▸ Problem statement
Convert the records below into a Markdown table with the columns "Row" and "Line", giving each line its own numbered row and leaving out blank lines. Begin at the line that has "For the mapping pass, tag each instance of the small" and continue through the end of the records.

[Begin Provided records]

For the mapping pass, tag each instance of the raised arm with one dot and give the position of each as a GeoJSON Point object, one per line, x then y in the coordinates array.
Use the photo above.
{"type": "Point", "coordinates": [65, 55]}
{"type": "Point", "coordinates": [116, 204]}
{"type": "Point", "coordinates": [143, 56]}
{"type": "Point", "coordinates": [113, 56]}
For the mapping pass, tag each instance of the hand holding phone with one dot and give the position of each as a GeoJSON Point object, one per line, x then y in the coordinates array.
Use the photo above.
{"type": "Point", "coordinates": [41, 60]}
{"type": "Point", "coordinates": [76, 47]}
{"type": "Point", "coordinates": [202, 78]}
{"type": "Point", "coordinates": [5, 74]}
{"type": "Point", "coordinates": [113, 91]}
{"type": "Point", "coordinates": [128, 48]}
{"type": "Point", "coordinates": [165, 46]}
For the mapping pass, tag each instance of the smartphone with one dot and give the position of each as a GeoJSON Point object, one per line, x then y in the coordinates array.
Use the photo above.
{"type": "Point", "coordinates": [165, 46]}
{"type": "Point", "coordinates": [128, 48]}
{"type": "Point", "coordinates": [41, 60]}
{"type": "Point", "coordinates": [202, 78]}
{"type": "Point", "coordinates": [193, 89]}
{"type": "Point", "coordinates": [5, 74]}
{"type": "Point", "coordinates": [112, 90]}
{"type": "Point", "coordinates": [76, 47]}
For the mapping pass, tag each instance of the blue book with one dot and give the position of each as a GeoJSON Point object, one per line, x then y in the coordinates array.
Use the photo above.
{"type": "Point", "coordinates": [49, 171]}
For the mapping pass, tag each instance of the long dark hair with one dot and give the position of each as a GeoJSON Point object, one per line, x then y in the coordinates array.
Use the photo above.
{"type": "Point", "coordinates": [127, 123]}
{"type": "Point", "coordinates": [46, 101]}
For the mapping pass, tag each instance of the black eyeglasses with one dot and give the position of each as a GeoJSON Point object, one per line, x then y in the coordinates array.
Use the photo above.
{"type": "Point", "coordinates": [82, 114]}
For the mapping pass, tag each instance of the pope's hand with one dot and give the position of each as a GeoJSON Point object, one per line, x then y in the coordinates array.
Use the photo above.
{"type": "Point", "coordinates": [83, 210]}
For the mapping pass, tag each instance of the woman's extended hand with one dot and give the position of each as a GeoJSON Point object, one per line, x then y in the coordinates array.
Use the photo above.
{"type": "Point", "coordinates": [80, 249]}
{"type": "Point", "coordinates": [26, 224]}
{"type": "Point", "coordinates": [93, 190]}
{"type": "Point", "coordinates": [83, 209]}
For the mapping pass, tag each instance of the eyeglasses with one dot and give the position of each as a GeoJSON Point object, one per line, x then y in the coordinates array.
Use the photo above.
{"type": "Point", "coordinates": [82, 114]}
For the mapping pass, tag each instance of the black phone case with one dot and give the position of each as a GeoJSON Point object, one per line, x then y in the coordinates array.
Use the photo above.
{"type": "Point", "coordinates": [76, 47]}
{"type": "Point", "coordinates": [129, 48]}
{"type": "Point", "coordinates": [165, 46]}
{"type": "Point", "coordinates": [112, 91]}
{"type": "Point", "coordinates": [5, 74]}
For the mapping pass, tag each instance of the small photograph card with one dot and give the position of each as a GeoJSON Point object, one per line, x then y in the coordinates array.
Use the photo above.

[End Provided records]

▸ Solution for this task
| Row | Line |
|---|---|
| 1 | For the mapping pass, tag each instance of the small photograph card with one dot and give the position of each as a GeoJSON Point object, one per line, x then y in the coordinates array. |
| 2 | Use the photo above. |